**Document excerpt:**
+++

So it makes logical sense to keep steelmaking local but move iron reduction to places where it can be done at scale and at lower cost. 

[MB]: I’d characterize it a bit differently. Multiple technologies for new steel are emerging. DRI with hydrogen is not TRL9. DRI with biomethane is TRL9—it’s already being done today. If you have large sources of waste biomass producing anthropogenic biomethane, you can put that into biodigesters, generate green methane, and feed it into the DRI system.

One thing I found is that the direct reduction process is exothermic, so much of the process heat comes from the chemical reaction itself. You only need to add about 20 to 25% of the heat. With hydrogen, though, you have to provide all of the heat for the DRI, which makes hydrogen DRI even less economically viable. 

[PM]: It’s actually an area where I’m consulting with people on high-temperature industrial heating done electrically. In the conventional process using synthesis gas made from methane, the carbon monoxide–iron oxide reactions are exothermic and balance the hydrogen–iron oxide reactions, which are endothermic. The result is a process that’s almost thermally neutral.

If you switch to pure hydrogen, you have to add a lot of electric heating. And this isn’t heating at a couple of hundred degrees Celsius—it’s heating at around 900 degrees Celsius. That’s not easy. It’s possible, but very challenging. 

[MB]: The champagne of hydrogen for the heat. 

[PM]: The DRI guys aren’t even thinking about that. If you’re doing pure hydrogen DRI, you’re doing electric heating—that’s a certainty. 

[MB]: As we went through this, one of the conclusions we reached—along with representatives from other organizations—was that we don’t see a role for hydrogen in steel. In the Netherlands, there’s an opportunity for green methane by capturing biomethane emissions and applying carbon capture to create negative-emissions specialty steel. That’s what Tata can pursue.

+++

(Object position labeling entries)

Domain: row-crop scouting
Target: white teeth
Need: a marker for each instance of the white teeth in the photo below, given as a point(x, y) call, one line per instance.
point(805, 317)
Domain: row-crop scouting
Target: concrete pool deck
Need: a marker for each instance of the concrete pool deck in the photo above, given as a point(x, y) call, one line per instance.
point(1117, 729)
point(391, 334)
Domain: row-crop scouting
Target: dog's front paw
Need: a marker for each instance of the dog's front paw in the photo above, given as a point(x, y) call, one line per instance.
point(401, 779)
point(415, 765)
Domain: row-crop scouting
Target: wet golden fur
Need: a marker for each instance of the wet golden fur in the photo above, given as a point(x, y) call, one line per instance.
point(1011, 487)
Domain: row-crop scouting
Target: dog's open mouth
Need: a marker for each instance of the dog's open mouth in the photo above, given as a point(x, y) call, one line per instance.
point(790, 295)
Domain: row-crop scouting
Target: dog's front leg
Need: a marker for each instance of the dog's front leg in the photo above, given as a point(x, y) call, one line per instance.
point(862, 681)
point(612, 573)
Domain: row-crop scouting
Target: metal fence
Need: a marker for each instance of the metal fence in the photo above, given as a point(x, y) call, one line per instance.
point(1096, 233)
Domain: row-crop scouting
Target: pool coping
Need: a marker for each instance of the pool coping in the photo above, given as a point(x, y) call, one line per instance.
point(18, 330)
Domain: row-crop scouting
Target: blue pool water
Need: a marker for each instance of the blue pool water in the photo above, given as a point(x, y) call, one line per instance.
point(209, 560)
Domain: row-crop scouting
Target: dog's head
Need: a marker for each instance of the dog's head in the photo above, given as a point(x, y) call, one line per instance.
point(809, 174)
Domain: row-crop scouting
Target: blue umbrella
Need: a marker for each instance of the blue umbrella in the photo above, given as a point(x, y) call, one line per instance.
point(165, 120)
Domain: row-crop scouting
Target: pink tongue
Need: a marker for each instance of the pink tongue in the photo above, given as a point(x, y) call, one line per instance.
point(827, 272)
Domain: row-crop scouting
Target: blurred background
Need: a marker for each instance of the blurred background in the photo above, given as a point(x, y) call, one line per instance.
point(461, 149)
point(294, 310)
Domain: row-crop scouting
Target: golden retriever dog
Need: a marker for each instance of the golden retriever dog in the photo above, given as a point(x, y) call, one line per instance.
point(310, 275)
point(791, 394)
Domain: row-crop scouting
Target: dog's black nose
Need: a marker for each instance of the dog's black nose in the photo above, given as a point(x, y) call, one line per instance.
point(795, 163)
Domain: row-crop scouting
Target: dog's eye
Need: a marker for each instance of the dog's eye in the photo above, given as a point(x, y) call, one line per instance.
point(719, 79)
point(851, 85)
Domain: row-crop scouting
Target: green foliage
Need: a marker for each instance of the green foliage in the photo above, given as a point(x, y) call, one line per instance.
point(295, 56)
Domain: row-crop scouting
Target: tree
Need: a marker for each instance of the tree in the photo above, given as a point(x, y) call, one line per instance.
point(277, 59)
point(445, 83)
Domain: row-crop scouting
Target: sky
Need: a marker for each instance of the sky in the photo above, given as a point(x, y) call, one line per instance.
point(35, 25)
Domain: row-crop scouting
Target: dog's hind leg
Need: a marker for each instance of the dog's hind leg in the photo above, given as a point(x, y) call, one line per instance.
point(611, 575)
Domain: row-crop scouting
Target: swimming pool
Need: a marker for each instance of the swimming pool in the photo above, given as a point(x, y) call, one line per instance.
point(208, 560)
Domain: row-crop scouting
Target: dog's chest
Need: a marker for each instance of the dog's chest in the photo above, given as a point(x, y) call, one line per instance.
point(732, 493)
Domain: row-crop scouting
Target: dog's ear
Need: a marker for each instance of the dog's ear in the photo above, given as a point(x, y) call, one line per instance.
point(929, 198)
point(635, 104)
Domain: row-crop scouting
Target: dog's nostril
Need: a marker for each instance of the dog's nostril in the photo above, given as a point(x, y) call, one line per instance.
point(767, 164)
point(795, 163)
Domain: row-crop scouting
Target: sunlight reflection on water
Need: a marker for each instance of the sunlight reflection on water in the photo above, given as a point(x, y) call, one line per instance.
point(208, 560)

+++

**Given task:**
For the steelmaking discussion, say yes or no to whether each statement agrees with it, quoting the deciding words: (a) DRI with biomethane is already in use today; (b) with hydrogen, only about 20 to 25% of the heat for DRI must be added; (c) the electric heating needed for pure hydrogen DRI is at a couple of hundred degrees Celsius.

**Response:**
(a) Yes: "DRI with biomethane is TRL9—it’s already being done today."
(b) No: "With hydrogen, though, you have to provide all of the heat for the DRI"
(c) No: "it’s heating at around 900 degrees Celsius."